Work to complete - Please write out the records below again, substituting "brown boot" for each occurrence of "black boot" and changing nothing else. Leave out the pictures.

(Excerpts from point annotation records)
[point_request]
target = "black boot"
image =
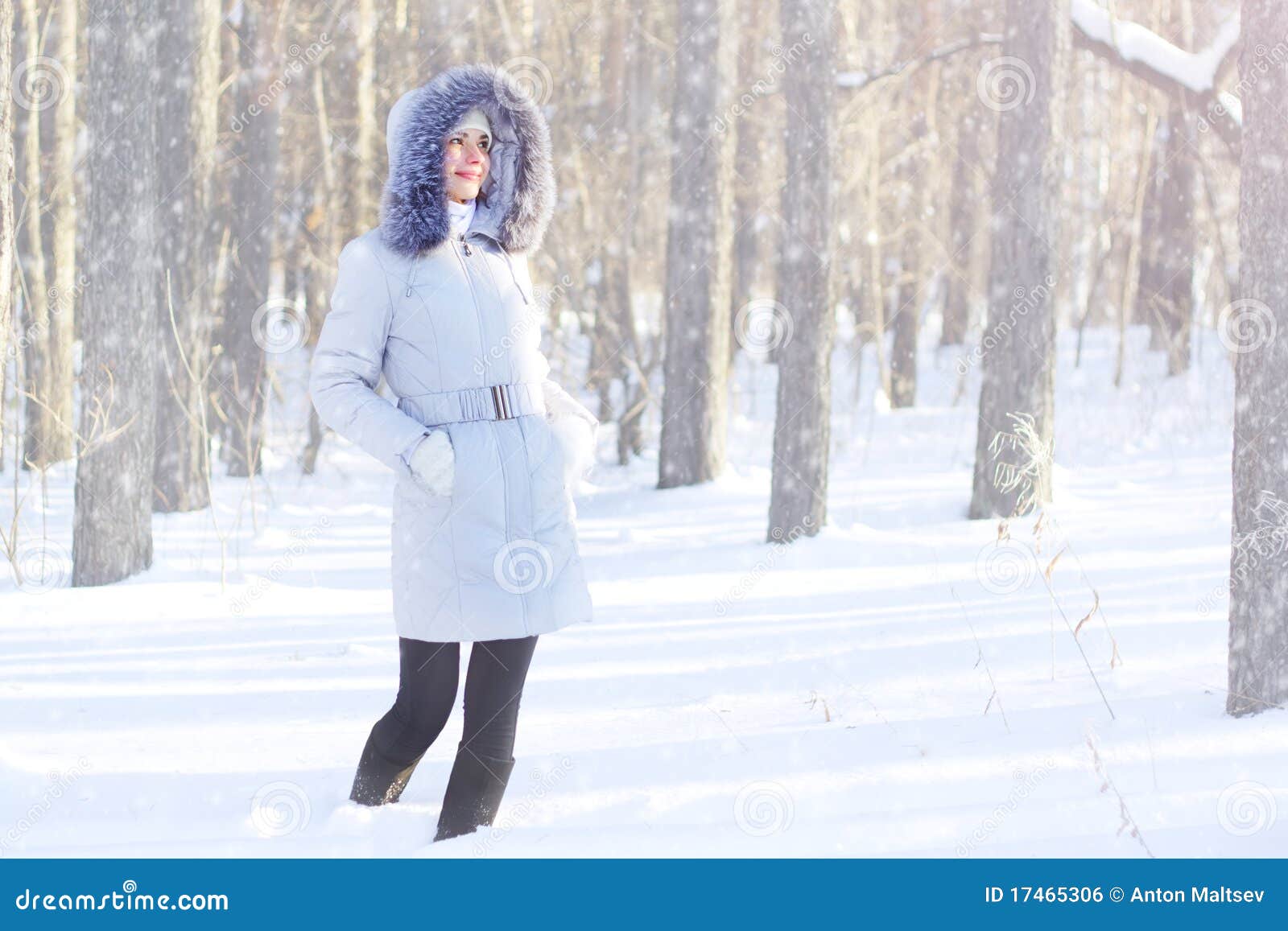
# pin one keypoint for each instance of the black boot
(473, 795)
(379, 781)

In response -
[point_request]
target = "brown boot"
image =
# pin one keypoint for each instance of the brown boot
(473, 795)
(379, 781)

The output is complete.